### Instructions to follow
Show each line in the material below that contains the word "clicks". Letter case counts.

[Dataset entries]
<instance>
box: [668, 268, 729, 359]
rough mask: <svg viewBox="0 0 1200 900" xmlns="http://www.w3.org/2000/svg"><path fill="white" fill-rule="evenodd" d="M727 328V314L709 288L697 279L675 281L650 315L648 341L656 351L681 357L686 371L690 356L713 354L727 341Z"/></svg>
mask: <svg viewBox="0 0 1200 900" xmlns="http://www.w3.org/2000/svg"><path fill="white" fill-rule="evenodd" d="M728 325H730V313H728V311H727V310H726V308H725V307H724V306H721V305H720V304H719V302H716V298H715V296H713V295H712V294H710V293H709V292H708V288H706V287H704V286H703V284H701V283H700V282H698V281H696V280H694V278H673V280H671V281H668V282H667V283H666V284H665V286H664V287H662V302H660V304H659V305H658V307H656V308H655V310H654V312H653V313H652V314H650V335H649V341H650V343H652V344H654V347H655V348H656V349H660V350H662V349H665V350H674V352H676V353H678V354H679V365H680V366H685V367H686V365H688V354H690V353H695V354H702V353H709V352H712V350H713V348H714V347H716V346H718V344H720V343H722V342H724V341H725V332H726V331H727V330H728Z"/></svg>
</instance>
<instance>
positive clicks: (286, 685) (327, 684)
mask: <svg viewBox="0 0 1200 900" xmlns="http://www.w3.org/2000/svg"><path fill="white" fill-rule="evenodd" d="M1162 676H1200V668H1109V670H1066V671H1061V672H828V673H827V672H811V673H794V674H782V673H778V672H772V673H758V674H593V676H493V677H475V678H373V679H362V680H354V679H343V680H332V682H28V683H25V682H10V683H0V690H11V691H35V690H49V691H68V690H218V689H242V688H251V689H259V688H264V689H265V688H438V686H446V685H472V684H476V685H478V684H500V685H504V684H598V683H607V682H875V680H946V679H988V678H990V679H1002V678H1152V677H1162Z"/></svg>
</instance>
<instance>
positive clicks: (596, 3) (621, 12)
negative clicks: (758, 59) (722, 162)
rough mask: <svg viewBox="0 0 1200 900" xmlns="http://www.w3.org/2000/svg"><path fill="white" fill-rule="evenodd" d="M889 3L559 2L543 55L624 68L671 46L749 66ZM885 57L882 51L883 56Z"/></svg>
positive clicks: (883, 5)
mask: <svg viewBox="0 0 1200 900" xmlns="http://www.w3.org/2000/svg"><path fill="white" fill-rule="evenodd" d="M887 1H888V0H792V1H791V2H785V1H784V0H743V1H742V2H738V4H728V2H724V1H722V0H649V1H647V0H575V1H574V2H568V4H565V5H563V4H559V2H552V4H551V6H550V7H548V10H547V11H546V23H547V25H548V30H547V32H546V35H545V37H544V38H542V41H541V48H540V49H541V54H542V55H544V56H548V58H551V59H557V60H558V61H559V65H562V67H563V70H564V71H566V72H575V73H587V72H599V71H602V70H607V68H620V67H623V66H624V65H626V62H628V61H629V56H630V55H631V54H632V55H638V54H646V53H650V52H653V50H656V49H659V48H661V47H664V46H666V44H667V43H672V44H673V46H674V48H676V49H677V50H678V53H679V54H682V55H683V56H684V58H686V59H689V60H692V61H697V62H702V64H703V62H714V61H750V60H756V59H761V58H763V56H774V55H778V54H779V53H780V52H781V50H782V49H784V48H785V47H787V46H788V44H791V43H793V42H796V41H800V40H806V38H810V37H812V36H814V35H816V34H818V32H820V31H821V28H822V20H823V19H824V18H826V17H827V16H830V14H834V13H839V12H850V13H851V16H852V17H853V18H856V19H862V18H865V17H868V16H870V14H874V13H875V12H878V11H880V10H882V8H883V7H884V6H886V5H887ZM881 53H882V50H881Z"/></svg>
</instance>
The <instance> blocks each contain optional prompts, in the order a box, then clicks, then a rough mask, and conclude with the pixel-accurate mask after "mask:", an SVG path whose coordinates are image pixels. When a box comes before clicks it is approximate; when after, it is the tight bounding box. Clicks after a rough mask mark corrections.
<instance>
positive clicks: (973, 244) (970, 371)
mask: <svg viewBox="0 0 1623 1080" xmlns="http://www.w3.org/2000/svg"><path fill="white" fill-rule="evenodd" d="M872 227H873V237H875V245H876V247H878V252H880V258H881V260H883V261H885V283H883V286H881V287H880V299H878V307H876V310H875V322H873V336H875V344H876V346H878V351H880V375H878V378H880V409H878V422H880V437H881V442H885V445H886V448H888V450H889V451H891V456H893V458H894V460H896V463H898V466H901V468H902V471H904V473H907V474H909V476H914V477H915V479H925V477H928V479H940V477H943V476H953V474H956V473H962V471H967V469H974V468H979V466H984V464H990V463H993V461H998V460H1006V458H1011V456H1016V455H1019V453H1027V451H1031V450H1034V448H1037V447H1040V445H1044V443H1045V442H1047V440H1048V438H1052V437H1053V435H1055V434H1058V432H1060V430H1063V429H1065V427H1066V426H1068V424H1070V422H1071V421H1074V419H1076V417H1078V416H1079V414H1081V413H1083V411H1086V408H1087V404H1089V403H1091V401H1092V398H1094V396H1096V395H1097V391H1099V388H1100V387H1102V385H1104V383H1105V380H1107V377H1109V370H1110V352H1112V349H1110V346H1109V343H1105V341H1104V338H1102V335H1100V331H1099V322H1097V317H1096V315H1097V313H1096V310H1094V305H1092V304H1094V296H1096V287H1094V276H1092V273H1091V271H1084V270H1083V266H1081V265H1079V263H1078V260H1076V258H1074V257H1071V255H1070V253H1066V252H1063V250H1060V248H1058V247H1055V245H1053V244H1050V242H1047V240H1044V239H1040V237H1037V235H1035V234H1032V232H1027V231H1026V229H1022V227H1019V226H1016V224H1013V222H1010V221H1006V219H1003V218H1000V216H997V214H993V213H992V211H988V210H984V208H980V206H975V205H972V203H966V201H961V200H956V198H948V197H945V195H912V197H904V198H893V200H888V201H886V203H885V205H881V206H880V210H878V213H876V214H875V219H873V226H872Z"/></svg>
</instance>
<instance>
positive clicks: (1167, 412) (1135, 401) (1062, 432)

### Exercise output
positive clicks: (286, 685) (327, 684)
positive clicks: (596, 3) (621, 12)
negative clicks: (758, 59) (722, 162)
positive clicks: (883, 5)
The <instance> blocks each contain optional prompts, in the order a box, then clicks, then a rough mask, and conclude with the pixel-accurate mask after "mask:", an SVG path whose coordinates are image pixels. When a box comes before clicks it is approximate; when after, it is the tight bounding box. Clicks after a rough mask mark corrections.
positive clicks: (973, 244) (970, 371)
positive clicks: (1167, 412) (1135, 401) (1062, 432)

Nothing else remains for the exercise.